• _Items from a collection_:
▶
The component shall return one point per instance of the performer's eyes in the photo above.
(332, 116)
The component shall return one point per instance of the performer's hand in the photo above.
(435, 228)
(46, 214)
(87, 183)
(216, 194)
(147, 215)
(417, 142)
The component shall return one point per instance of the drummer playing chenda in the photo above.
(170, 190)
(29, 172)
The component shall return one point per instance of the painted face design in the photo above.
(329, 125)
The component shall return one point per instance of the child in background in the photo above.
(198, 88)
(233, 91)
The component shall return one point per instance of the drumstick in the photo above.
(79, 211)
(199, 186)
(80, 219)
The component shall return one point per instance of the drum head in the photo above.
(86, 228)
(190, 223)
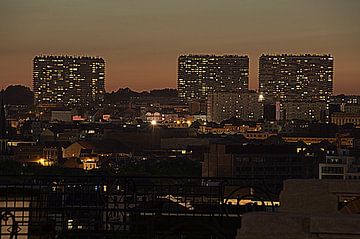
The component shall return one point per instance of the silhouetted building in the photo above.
(269, 112)
(300, 77)
(199, 75)
(68, 80)
(242, 105)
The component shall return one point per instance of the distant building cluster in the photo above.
(68, 80)
(199, 75)
(226, 104)
(301, 85)
(296, 77)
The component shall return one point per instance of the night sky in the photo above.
(141, 39)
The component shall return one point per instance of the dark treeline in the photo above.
(124, 94)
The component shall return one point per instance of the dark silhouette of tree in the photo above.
(17, 95)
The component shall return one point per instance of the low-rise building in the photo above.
(242, 105)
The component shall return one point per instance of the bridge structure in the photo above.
(129, 207)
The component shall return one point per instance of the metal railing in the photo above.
(128, 207)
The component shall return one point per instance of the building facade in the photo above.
(242, 105)
(199, 75)
(68, 80)
(304, 110)
(300, 77)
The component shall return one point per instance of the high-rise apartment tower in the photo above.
(199, 75)
(68, 80)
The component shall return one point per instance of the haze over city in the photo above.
(141, 40)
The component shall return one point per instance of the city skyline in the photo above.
(142, 40)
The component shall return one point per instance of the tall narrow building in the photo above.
(68, 80)
(296, 77)
(199, 75)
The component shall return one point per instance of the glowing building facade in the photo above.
(68, 80)
(296, 77)
(199, 75)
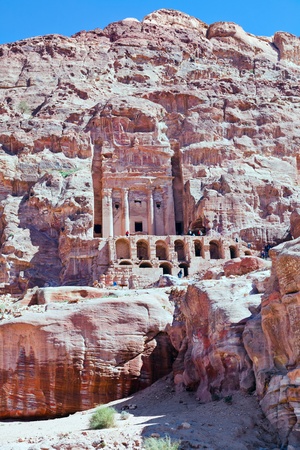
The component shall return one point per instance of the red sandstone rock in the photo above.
(273, 345)
(73, 357)
(214, 360)
(241, 266)
(212, 105)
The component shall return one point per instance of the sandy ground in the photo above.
(159, 411)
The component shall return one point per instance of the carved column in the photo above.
(169, 214)
(126, 211)
(151, 228)
(107, 211)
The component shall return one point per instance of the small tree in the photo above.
(103, 417)
(160, 444)
(24, 108)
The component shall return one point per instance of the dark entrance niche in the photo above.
(233, 252)
(145, 265)
(142, 250)
(179, 228)
(185, 268)
(179, 249)
(98, 229)
(197, 249)
(138, 226)
(167, 270)
(161, 250)
(214, 250)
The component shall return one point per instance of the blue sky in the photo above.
(20, 19)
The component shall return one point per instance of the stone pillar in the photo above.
(169, 214)
(126, 211)
(107, 214)
(151, 227)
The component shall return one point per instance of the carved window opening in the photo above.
(98, 229)
(185, 268)
(179, 228)
(145, 265)
(123, 249)
(142, 250)
(214, 250)
(161, 250)
(233, 252)
(138, 227)
(167, 269)
(198, 249)
(179, 249)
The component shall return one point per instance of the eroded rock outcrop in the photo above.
(274, 345)
(212, 315)
(214, 106)
(74, 356)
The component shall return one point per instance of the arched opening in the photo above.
(198, 249)
(214, 250)
(142, 250)
(185, 268)
(197, 228)
(233, 252)
(145, 265)
(167, 269)
(179, 249)
(123, 249)
(161, 250)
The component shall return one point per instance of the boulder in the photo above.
(73, 357)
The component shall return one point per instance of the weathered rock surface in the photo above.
(221, 102)
(272, 342)
(208, 333)
(73, 357)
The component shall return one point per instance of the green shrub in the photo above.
(160, 444)
(24, 108)
(103, 417)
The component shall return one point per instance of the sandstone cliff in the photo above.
(205, 116)
(73, 357)
(216, 108)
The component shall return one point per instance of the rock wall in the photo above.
(242, 333)
(218, 105)
(74, 356)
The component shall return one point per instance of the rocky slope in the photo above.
(225, 103)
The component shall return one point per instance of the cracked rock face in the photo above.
(74, 357)
(224, 102)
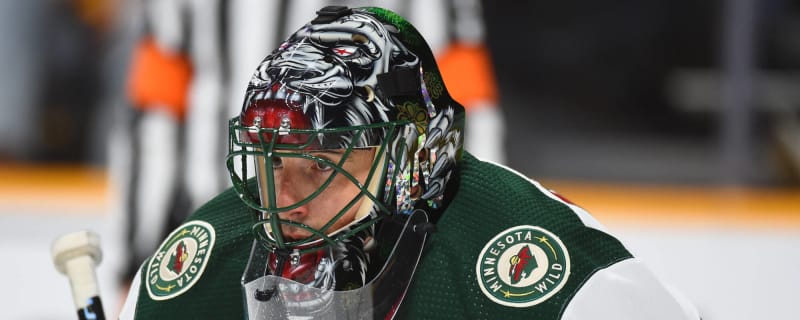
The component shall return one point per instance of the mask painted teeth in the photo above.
(292, 98)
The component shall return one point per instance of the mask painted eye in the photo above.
(345, 51)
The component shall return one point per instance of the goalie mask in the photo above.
(347, 137)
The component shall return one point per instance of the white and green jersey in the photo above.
(504, 248)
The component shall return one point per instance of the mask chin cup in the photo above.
(270, 296)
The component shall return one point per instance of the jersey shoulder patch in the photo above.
(180, 260)
(522, 266)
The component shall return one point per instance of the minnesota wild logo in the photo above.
(180, 260)
(522, 266)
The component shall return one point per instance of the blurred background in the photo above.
(676, 123)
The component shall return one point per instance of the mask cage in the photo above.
(262, 144)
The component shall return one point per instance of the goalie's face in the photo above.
(299, 175)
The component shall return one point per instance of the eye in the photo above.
(322, 166)
(277, 162)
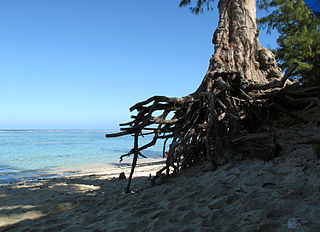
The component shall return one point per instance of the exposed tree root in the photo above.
(215, 124)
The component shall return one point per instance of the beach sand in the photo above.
(248, 195)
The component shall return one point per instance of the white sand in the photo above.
(250, 195)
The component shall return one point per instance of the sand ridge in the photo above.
(247, 195)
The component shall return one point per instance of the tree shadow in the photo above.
(51, 203)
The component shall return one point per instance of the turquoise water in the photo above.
(27, 153)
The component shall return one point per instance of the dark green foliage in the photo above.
(299, 39)
(198, 6)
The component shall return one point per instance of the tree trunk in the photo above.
(237, 47)
(207, 123)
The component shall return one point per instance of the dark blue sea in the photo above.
(26, 154)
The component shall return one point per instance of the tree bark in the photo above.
(237, 47)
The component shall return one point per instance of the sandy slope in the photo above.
(250, 195)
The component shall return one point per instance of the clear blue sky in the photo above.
(80, 64)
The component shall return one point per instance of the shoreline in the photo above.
(78, 171)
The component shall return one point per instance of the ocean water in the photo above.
(25, 154)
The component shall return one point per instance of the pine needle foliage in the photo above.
(299, 39)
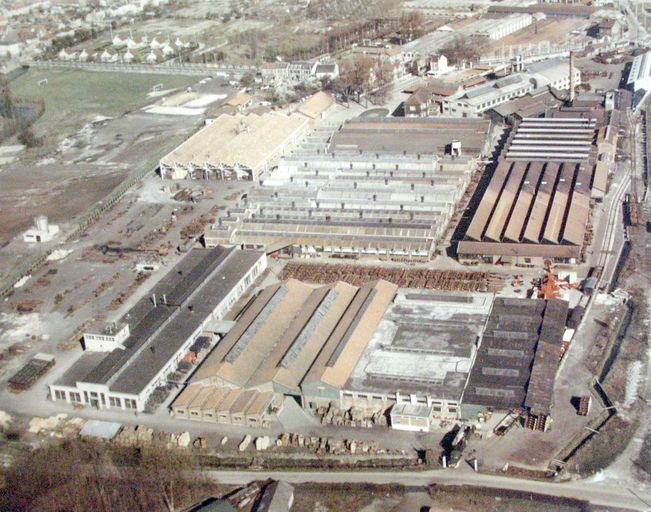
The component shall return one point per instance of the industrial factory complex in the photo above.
(337, 237)
(383, 187)
(537, 203)
(127, 361)
(415, 355)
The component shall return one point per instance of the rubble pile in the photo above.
(328, 445)
(58, 425)
(353, 417)
(140, 435)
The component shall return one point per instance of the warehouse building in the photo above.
(237, 147)
(497, 28)
(419, 357)
(292, 335)
(639, 77)
(374, 348)
(539, 77)
(518, 358)
(125, 362)
(537, 204)
(385, 188)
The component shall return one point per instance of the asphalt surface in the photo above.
(597, 493)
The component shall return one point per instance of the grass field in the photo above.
(74, 98)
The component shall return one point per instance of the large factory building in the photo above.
(381, 187)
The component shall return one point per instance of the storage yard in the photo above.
(402, 277)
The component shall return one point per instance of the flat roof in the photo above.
(195, 286)
(516, 366)
(413, 135)
(240, 139)
(424, 344)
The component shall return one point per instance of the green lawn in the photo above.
(74, 97)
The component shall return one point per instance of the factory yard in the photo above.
(103, 139)
(439, 274)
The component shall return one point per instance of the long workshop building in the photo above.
(237, 147)
(125, 362)
(537, 204)
(372, 347)
(381, 187)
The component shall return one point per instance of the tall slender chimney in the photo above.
(572, 85)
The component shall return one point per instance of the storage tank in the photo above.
(42, 223)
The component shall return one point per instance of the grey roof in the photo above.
(195, 286)
(325, 68)
(411, 135)
(501, 371)
(509, 80)
(423, 345)
(277, 497)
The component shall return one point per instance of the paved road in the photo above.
(159, 69)
(597, 493)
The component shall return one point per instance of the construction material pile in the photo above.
(357, 275)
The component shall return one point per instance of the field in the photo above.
(74, 98)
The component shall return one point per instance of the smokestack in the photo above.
(572, 85)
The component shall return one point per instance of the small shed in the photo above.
(278, 496)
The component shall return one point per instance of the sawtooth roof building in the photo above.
(408, 354)
(539, 77)
(639, 77)
(537, 204)
(382, 187)
(122, 372)
(518, 358)
(370, 347)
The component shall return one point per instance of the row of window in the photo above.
(75, 398)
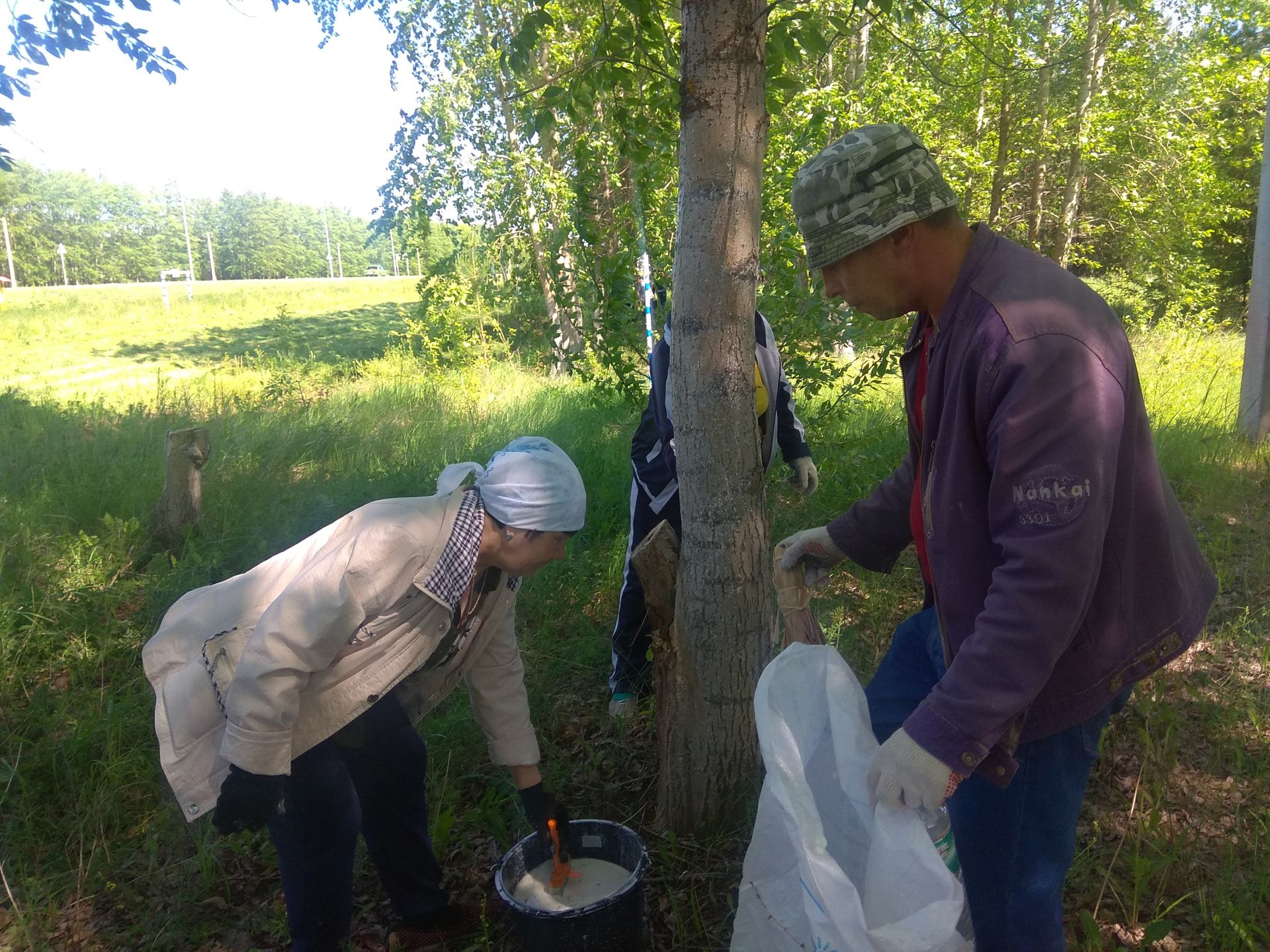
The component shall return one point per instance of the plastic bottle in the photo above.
(940, 830)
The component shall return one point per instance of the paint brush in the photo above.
(560, 871)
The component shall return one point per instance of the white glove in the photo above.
(905, 774)
(792, 593)
(804, 479)
(816, 550)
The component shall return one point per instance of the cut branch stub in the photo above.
(182, 500)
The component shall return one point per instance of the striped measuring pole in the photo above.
(647, 278)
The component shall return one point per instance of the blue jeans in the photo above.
(368, 778)
(1015, 844)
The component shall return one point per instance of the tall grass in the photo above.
(95, 852)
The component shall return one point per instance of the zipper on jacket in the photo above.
(923, 495)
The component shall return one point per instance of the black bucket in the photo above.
(611, 924)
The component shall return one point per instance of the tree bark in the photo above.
(531, 211)
(1042, 130)
(1095, 55)
(723, 606)
(999, 173)
(182, 500)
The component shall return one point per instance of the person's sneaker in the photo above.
(431, 933)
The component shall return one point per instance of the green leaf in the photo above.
(1156, 931)
(813, 41)
(1090, 927)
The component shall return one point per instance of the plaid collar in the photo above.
(454, 571)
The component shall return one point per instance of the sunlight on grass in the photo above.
(316, 411)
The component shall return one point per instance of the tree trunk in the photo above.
(568, 342)
(981, 118)
(531, 212)
(723, 606)
(999, 175)
(182, 500)
(1042, 130)
(1095, 55)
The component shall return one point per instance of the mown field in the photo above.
(314, 409)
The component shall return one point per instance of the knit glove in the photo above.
(816, 550)
(247, 801)
(905, 774)
(541, 807)
(804, 479)
(792, 592)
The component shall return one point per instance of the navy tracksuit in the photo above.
(656, 488)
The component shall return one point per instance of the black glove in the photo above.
(541, 807)
(248, 801)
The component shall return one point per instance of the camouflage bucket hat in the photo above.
(863, 187)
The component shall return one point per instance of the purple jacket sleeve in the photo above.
(874, 531)
(1057, 415)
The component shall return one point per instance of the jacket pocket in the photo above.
(190, 706)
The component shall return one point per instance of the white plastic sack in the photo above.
(826, 869)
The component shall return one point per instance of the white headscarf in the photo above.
(530, 484)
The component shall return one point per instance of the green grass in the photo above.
(310, 416)
(117, 343)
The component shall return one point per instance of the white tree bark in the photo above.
(1095, 56)
(724, 616)
(182, 500)
(1042, 130)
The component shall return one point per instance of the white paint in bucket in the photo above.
(600, 879)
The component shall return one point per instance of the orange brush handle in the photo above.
(560, 873)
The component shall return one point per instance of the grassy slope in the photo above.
(97, 856)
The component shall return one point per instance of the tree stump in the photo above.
(182, 500)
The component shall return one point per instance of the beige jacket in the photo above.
(259, 668)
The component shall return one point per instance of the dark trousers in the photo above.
(368, 779)
(1015, 844)
(633, 673)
◀
• _DIRECTIVE_:
Edit the part that opens with the line containing "stump in the photo above." and runs through the end of the items, changing "beige jacket" to "tan jacket" and leaving everything else as it is. Output only that part.

• _COMPLETE OUTPUT_:
The component shall return one point per instance of the tree stump in the photo above.
(182, 500)
The component shall return one point per instance of the tan jacket in the photo above.
(259, 668)
The component shall return one point per instance of the dark trousers in the photo above.
(368, 779)
(1015, 844)
(633, 673)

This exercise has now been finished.